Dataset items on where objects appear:
########################################

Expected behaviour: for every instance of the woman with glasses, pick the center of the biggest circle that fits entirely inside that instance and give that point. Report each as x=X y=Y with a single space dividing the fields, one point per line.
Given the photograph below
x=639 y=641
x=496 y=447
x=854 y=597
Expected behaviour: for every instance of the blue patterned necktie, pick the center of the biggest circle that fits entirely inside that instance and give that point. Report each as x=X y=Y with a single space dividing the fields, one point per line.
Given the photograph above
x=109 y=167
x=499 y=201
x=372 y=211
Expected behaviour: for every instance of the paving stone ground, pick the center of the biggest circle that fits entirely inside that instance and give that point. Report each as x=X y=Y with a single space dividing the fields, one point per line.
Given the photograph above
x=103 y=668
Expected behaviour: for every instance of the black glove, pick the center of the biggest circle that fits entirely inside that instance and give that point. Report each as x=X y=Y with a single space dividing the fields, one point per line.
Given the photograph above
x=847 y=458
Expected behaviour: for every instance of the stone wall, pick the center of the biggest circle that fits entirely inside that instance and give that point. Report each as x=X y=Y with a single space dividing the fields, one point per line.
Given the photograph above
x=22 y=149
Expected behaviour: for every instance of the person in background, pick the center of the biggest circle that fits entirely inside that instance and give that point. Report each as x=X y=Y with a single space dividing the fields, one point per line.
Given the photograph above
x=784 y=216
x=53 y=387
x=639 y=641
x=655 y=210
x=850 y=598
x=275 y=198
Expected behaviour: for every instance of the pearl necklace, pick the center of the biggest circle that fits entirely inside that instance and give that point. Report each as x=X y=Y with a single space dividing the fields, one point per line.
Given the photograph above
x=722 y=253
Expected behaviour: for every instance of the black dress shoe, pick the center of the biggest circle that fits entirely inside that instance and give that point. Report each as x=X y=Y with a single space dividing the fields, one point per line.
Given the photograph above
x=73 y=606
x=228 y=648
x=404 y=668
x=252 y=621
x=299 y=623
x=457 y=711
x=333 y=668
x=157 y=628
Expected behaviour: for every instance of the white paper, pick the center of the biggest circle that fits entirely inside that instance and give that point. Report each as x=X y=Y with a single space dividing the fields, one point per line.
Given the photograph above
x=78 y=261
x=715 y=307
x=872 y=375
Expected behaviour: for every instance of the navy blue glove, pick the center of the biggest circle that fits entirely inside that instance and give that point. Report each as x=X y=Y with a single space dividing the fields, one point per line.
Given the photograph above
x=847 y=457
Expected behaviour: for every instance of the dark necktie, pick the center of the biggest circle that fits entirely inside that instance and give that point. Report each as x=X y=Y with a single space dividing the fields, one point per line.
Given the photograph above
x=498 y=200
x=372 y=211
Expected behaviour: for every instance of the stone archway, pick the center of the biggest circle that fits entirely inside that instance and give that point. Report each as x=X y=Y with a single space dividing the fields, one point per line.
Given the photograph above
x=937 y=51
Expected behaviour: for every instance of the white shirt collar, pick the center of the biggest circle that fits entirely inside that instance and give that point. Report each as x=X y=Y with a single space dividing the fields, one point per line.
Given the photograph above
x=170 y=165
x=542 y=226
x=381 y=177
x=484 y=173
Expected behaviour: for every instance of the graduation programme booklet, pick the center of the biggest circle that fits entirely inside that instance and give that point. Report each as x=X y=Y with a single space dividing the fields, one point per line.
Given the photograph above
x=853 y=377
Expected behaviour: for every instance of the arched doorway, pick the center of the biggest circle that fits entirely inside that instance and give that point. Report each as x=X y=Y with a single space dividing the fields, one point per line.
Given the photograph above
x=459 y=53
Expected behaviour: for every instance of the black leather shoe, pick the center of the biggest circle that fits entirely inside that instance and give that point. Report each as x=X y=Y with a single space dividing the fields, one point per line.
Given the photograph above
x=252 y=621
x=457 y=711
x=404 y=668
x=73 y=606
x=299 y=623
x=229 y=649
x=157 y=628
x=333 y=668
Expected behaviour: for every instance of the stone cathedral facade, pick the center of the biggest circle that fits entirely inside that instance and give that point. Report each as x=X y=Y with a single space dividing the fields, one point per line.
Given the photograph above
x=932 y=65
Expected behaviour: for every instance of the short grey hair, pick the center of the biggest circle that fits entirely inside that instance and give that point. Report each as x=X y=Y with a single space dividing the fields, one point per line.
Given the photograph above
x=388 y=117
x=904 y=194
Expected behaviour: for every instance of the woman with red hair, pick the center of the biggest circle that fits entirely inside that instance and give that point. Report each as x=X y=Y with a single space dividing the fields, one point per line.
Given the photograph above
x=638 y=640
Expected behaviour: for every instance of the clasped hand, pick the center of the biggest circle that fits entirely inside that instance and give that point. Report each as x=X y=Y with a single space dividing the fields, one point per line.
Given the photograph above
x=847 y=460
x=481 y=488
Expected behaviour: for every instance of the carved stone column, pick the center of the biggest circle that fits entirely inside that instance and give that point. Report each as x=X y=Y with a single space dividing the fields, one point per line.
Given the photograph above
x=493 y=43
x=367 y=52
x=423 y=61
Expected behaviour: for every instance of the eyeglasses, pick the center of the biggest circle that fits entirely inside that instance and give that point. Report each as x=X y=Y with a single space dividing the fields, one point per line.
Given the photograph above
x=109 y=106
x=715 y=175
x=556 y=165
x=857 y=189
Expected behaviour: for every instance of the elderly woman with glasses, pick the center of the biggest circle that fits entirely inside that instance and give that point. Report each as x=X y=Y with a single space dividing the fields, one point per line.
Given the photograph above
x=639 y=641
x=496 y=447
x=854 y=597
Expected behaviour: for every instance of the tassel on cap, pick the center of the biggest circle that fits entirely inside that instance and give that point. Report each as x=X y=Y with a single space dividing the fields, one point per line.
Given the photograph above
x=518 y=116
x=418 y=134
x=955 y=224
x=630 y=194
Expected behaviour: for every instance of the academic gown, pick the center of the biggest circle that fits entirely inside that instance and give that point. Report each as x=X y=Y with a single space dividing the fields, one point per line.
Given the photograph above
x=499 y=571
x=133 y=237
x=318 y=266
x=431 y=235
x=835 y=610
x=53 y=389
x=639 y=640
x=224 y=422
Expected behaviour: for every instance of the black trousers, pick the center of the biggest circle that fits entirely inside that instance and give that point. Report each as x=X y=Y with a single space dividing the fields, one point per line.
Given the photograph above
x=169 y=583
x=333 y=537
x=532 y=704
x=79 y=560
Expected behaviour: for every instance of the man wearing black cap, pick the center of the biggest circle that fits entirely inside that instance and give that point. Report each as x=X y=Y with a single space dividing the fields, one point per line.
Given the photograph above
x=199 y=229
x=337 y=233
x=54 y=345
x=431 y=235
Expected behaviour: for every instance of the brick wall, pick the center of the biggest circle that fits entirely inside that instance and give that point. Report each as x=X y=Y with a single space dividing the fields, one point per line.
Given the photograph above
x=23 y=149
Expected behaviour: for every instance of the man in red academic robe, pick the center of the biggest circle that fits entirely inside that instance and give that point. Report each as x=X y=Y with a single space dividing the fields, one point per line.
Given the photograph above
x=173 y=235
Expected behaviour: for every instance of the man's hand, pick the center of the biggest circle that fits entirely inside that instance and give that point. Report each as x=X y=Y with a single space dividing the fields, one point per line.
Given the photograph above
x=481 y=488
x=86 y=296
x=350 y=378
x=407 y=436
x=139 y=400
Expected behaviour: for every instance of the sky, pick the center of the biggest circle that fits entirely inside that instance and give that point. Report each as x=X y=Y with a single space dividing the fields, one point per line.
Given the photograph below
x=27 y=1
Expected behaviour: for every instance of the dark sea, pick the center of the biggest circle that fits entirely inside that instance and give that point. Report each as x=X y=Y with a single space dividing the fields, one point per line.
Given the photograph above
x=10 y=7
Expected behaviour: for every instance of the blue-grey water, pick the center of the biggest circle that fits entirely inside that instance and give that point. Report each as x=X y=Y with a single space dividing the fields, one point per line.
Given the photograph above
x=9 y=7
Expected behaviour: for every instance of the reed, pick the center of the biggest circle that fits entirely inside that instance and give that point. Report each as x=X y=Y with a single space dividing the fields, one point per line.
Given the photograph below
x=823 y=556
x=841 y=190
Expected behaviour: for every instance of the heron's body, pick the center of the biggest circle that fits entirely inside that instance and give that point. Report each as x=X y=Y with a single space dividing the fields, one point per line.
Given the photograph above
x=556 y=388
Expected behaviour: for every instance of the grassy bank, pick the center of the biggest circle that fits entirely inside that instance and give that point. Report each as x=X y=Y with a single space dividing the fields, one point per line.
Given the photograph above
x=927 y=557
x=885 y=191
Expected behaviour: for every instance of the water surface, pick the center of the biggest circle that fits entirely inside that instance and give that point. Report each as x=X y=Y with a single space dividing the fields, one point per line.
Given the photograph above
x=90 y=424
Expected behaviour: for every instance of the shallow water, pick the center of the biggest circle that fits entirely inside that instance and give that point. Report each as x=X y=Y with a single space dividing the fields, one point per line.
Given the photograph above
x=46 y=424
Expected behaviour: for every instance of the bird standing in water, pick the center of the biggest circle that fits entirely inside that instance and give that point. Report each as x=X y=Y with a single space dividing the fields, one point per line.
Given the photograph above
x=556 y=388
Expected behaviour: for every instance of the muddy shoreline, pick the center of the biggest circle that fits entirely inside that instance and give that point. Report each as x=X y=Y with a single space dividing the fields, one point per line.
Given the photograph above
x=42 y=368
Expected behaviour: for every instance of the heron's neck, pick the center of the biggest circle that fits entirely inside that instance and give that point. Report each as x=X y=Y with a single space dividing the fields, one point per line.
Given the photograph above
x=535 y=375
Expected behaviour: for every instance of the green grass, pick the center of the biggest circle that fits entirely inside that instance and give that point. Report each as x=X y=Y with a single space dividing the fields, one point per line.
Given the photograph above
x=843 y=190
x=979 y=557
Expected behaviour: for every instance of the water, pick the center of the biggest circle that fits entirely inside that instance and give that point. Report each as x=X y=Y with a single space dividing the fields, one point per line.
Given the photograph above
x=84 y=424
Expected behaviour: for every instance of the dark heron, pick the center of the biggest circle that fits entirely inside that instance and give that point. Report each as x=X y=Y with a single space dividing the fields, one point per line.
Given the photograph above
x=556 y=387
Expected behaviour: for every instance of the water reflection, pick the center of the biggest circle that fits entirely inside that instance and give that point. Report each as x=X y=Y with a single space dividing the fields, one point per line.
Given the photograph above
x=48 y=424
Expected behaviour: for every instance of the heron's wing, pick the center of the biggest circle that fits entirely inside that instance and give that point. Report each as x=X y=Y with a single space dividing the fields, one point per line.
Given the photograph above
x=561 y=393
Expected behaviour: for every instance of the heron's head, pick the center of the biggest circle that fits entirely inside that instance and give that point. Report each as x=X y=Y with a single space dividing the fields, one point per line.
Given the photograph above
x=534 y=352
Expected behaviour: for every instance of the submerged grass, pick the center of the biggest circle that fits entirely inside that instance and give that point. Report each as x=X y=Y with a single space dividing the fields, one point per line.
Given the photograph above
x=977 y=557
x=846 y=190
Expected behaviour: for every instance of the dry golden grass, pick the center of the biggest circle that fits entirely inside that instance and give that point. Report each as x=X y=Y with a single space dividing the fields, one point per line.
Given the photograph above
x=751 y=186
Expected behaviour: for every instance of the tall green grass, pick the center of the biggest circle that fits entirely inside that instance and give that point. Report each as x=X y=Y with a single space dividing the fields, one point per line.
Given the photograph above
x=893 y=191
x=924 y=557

########################################

= Set exercise =
Can you reproduce everything from the line containing "Expected behaviour: for every instance of the stone cathedral" down to the line containing "x=904 y=194", swapping "short grey hair" for "silver hair" and leaving all else unchanged?

= Exercise output =
Expected behaviour: for every instance of the stone cathedral facade, pick the center of the biggest circle that fits entirely inside that instance and give that point. Report each as x=X y=Y with a single space dividing the fields, one point per line.
Given the photograph above
x=932 y=65
Expected behaviour: for every instance of the silver hair, pick the center of the biggest circle that fits entirely inside that instance and give that point. Report each as x=X y=Y with a single space dividing the fields, one point per line.
Given the photograph above
x=388 y=117
x=904 y=194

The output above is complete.